### Document section
+ + + + +
Is there anything worth getting instead of a i5 3750K
Asus P8Z77 V LX
or a used 560TI.
Right. i managed to sort everything out now. Still £500 budget.
But I'm finding it hard to allow that £500 to get all the necessary parts, and a monitor, and a graphics card. Obviously this means I'd have to leave one of them, or settle for AMD/ATI parts too.
If you're budget limited, why not buy an AMD system? You'll get a lot more performance for the money. I'm running a 4-core AMD CPU on my Linux desktop and a 6-way AMD CPU on my Windows desktop (which is a newer purchase). Performance is great, and if I didn't have software that needs a NVIDIA GPU to be able to do accelerated transcoding, the AMD/ATI graphics card that I typically use would be just fine.
+ + + + +
### Material provided
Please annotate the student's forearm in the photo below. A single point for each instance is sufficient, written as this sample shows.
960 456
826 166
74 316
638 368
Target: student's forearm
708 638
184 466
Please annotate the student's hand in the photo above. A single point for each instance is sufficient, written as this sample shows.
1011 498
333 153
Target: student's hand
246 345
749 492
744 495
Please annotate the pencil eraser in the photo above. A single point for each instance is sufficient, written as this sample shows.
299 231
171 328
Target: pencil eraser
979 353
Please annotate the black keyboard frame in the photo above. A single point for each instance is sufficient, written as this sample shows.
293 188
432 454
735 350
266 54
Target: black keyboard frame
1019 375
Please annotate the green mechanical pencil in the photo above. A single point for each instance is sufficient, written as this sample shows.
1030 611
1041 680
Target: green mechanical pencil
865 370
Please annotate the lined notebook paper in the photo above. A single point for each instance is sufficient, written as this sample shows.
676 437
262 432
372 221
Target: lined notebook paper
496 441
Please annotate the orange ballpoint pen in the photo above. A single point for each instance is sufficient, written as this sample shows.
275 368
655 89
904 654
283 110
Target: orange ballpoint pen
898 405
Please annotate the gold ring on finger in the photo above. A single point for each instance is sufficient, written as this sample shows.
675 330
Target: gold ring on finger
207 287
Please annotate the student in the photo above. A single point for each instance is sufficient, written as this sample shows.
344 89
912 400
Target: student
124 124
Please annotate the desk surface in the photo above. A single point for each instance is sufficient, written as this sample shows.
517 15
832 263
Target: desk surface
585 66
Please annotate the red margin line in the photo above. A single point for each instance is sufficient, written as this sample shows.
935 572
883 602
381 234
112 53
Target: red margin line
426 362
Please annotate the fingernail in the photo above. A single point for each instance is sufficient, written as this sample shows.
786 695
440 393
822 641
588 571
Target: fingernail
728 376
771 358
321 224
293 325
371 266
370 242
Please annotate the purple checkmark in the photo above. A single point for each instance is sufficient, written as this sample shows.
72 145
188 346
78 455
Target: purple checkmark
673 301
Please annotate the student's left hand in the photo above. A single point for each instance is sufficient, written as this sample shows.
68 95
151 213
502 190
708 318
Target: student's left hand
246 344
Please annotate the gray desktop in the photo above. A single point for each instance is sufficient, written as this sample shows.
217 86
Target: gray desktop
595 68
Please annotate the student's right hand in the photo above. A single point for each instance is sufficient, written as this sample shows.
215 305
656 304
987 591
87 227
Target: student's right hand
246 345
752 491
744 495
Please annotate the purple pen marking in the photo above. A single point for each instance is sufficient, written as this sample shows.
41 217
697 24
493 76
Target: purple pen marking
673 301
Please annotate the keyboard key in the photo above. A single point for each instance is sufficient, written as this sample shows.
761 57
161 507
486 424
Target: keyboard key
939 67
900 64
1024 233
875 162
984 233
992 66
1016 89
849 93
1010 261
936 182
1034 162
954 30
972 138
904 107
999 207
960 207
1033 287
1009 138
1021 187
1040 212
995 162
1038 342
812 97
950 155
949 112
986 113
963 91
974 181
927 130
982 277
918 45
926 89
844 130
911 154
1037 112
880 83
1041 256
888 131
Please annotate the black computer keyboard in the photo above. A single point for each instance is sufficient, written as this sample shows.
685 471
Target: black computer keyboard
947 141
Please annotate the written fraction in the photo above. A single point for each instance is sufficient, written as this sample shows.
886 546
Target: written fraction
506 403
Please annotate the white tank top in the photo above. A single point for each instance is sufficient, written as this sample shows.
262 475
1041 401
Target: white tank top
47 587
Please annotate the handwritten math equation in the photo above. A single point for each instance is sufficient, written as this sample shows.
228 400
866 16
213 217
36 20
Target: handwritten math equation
+ + + + +
From the discussion of a £500 computer build, reproduce the passage starting with "Right. i managed" and going on through "AMD/ATI parts too.".

### Complete output
Right. i managed to sort everything out now. Still £500 budget.
But I'm finding it hard to allow that £500 to get all the necessary parts, and a monitor, and a graphics card. Obviously this means I'd have to leave one of them, or settle for AMD/ATI parts too.